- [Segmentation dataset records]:
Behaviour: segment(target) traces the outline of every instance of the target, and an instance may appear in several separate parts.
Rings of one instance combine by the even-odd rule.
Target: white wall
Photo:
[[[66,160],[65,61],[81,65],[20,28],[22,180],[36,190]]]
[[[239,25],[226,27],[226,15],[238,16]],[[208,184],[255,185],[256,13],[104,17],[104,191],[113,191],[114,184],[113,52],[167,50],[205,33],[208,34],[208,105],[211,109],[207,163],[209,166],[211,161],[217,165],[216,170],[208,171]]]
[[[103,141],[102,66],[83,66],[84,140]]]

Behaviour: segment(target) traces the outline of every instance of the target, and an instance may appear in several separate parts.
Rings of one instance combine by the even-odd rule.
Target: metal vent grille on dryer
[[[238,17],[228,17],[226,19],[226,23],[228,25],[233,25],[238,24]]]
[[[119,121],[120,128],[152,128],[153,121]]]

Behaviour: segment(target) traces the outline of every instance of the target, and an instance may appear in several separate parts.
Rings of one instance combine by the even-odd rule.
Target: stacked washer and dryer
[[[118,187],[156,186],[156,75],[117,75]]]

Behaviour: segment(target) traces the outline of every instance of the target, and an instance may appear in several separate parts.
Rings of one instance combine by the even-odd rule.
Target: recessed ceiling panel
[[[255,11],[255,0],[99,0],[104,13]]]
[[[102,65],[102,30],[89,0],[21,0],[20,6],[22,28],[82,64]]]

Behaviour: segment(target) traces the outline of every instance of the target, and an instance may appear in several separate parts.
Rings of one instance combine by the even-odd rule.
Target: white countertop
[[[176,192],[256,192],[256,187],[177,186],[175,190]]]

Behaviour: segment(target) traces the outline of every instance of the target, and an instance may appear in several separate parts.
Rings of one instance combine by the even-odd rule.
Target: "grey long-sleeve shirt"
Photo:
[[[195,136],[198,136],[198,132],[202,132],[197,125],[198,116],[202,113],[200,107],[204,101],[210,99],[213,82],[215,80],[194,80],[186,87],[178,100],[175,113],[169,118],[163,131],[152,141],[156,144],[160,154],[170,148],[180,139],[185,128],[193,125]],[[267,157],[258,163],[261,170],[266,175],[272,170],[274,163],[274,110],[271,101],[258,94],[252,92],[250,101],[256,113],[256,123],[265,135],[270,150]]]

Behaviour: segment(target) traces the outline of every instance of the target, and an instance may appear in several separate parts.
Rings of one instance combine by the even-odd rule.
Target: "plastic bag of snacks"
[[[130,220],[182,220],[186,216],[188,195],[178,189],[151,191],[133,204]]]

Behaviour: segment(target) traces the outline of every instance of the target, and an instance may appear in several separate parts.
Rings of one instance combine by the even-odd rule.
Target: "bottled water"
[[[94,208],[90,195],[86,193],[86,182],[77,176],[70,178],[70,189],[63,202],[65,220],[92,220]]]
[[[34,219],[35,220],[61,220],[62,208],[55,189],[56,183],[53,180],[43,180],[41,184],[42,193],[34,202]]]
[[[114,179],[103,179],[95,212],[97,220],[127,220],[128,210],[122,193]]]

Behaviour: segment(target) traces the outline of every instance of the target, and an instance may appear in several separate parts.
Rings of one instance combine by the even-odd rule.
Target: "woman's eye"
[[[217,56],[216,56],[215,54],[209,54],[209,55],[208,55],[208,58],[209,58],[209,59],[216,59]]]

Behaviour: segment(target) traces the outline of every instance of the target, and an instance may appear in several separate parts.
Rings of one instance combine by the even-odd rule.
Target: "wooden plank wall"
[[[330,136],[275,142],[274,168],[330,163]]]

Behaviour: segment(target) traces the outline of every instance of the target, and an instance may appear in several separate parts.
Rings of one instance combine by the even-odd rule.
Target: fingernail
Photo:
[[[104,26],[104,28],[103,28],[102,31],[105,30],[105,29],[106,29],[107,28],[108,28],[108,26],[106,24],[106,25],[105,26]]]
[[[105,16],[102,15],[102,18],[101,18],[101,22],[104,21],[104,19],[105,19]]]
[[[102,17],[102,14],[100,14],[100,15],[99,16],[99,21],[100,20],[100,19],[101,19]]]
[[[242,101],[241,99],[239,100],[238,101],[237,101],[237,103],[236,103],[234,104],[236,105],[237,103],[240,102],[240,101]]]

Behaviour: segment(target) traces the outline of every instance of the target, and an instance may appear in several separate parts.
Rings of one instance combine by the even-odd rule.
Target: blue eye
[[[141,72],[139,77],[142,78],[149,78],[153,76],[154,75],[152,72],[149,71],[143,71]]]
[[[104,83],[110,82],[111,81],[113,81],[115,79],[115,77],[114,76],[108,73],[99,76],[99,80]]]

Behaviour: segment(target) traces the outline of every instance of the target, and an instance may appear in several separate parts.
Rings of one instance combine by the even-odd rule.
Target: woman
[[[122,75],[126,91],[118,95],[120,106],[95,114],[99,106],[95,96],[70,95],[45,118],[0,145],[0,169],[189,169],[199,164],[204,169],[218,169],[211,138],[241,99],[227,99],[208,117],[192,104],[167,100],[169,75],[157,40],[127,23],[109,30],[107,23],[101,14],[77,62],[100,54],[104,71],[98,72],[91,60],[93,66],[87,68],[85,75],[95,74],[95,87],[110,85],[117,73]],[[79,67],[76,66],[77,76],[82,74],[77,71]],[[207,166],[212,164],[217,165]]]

- [Exercise]: Show every line of the records above that contains the string "wall", matching case exactly.

- [Finished answer]:
Target: white wall
Target: "wooden plank wall"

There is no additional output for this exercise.